Monthly Archives: March 2012

A Different Kind of Ruin

There are things I want to tell you about affairs. You are drawn to it for any number of reasons, but one of them is probably that it is forbidden. You forget why it is forbidden, or maybe you never knew. It’s forbidden because of the pain, but it’s not what you think. It’s not because of the pain you will cause his wife or their kids or your husband or his friends and family or your friends and family. Fuck them. You don’t care about them. You obviously don’t, or we wouldn’t be having this conversation. It’s the pain it will cause you. Did you catch that? It’s forbidden because it will cause YOU pain.

And that’s also not what you think. It’s not the pain of being separate from your lover or of concocting a problem you can’t find a way out of or of falling into a miserable depression when it inevitably falls apart or of never, ever, ever getting the fulfillment you desperately crave from him. It’s the pain of watching yourself transform into a liar, an adulteress, a mistress. It turns your soul pitch black.

You will never recognize yourself again. You will wonder what else you are capable of. Murder? Suicide? You will look in the mirror and see Humbert Humbert’s monster staring back at you, ugly, distorted, disfigured.

• [Provided data]:
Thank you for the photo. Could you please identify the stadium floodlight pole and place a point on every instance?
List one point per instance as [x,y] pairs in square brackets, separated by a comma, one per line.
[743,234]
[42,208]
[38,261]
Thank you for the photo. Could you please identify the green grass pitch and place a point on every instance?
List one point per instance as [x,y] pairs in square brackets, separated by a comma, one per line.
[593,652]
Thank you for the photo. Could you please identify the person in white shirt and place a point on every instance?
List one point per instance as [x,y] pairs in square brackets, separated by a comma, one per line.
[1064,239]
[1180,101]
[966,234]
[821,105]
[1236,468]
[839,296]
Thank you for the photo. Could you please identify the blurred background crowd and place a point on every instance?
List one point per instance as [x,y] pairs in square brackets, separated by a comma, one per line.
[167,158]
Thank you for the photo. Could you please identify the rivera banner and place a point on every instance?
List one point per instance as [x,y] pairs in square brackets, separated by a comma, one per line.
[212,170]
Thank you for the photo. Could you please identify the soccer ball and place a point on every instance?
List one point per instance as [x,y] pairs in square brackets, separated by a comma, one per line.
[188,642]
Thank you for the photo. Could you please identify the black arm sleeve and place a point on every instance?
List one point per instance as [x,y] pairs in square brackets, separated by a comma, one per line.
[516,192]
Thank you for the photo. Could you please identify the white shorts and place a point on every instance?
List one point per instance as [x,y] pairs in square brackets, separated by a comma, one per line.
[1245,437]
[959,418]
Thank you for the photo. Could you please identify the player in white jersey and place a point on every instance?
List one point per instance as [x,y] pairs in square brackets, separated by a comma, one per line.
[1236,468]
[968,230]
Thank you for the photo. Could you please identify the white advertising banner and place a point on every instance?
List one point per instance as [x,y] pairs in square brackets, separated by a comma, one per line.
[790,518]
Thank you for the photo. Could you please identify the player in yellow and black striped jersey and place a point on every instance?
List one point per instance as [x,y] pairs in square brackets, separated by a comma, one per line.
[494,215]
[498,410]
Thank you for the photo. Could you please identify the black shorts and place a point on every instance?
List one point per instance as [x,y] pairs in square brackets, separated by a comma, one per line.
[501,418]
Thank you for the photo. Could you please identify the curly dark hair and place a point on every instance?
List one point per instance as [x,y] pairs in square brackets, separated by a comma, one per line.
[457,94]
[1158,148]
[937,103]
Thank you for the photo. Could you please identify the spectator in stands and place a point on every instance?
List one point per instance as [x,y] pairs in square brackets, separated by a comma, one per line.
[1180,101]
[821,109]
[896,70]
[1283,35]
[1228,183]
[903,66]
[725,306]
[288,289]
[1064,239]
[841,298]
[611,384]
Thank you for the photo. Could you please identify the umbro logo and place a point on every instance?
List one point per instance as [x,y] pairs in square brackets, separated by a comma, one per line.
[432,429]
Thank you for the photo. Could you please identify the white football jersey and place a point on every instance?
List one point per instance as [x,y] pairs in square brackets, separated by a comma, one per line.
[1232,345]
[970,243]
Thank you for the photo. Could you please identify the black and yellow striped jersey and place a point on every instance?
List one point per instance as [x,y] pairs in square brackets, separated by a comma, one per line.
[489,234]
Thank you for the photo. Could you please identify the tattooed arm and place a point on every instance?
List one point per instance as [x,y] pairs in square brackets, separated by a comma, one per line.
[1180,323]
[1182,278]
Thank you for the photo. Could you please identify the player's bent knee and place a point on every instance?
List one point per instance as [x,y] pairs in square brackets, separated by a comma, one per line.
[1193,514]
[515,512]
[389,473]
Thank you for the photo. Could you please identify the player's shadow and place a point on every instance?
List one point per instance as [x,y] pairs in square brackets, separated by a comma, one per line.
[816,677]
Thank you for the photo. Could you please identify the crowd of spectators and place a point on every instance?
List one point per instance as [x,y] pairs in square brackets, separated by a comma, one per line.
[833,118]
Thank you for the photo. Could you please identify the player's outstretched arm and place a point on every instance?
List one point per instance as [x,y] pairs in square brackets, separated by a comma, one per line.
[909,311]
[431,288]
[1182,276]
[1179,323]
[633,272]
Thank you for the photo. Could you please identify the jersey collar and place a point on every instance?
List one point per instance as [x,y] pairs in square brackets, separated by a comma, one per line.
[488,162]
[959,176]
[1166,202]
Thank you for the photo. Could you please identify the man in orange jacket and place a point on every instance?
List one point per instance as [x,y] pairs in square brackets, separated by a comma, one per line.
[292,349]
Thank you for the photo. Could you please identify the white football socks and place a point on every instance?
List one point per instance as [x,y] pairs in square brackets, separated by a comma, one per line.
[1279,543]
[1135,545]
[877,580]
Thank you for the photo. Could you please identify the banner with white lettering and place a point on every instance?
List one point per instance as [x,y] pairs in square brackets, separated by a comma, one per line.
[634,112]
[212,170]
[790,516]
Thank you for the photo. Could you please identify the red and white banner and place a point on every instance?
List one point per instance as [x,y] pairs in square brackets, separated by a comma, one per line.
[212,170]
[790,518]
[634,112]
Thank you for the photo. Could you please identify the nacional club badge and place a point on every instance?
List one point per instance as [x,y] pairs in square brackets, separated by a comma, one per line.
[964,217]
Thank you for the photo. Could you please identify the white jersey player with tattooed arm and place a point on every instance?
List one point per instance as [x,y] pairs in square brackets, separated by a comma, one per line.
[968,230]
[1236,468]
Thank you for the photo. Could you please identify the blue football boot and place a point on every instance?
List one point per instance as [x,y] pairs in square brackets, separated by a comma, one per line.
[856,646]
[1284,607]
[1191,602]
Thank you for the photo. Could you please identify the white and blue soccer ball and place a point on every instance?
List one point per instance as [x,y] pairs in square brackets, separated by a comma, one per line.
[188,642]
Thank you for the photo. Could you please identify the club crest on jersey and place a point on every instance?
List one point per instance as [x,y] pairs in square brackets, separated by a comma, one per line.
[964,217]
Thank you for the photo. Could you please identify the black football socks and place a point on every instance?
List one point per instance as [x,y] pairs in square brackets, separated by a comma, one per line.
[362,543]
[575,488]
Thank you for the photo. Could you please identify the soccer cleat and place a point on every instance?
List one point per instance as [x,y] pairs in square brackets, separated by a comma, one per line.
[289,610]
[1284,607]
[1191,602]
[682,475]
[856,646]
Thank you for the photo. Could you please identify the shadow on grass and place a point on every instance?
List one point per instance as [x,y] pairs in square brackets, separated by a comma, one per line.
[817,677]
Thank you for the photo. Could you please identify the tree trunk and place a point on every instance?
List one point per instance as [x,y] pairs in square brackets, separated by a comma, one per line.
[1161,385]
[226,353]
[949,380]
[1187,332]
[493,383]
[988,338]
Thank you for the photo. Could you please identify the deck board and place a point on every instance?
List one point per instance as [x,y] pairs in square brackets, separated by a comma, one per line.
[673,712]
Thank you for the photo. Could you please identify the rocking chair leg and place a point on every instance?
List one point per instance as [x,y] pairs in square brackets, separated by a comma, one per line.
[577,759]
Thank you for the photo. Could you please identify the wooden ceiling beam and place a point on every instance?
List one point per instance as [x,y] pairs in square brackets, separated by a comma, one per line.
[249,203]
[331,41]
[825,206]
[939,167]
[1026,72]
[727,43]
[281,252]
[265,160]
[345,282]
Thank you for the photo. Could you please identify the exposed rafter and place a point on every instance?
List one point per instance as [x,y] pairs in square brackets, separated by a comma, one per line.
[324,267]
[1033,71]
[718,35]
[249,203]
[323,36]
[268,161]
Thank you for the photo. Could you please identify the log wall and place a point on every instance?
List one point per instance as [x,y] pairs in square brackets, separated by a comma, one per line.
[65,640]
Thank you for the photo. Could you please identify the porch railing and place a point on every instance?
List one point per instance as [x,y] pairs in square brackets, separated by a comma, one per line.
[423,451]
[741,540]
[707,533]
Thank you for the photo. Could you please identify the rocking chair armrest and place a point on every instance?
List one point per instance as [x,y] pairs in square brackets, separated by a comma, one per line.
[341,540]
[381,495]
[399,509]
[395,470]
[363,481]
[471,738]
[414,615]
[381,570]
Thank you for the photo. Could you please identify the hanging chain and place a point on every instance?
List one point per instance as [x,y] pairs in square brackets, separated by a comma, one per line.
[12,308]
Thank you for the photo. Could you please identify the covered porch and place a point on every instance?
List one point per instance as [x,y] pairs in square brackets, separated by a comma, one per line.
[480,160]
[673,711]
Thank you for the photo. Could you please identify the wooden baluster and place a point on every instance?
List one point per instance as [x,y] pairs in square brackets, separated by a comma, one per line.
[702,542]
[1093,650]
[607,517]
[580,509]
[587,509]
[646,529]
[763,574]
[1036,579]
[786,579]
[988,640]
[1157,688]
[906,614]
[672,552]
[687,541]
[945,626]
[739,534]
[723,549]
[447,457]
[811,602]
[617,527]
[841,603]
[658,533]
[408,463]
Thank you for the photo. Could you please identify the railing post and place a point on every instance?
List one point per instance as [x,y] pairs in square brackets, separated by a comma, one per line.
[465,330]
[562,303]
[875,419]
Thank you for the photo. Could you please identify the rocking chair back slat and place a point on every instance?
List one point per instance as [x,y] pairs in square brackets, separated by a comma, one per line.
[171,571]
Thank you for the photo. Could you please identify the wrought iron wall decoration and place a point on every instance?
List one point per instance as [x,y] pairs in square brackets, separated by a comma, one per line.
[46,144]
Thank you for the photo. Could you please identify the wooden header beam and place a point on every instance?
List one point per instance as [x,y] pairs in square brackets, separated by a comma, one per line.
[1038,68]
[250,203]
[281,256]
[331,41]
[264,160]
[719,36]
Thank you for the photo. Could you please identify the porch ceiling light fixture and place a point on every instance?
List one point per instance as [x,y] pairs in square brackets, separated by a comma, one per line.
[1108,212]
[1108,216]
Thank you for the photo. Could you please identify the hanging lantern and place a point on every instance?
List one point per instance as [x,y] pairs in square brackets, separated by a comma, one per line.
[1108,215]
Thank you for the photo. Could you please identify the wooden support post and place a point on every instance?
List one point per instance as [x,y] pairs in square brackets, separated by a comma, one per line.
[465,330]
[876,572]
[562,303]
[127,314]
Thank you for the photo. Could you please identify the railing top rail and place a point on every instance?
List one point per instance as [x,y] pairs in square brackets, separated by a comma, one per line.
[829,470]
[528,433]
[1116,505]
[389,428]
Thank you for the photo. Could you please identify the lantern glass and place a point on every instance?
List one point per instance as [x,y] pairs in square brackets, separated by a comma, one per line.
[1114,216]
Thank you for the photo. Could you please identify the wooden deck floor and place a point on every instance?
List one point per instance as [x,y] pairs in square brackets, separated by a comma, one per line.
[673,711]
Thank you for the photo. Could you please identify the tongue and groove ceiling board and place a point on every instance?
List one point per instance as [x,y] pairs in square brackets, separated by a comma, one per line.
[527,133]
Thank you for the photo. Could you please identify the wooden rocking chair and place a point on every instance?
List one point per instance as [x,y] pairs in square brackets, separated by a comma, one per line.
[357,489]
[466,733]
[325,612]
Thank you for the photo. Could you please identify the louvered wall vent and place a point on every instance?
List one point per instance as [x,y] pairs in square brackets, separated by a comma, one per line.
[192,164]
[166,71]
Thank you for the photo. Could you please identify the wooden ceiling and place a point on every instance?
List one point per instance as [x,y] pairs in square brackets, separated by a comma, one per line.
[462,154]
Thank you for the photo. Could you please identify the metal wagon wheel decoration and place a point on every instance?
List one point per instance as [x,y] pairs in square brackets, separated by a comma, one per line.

• [Exercise instructions]:
A. From the passage about affairs, quote everything from "And that’s also" to "soul pitch black.".
B. Answer these questions using the passage about affairs:
(i) What is the passage's title?
(ii) According to the passage, whose pain is the reason affairs are forbidden?
(iii) Whose monster does the passage say you will see staring back at you in the mirror?

• [Answers per task]:
A.
And that’s also not what you think. It’s not the pain of being separate from your lover or of concocting a problem you can’t find a way out of or of falling into a miserable depression when it inevitably falls apart or of never, ever, ever getting the fulfillment you desperately crave from him. It’s the pain of watching yourself transform into a liar, an adulteress, a mistress. It turns your soul pitch black.

B.
(i) A Different Kind of Ruin
(ii) The pain it will cause you, the one having the affair
(iii) Humbert Humbert's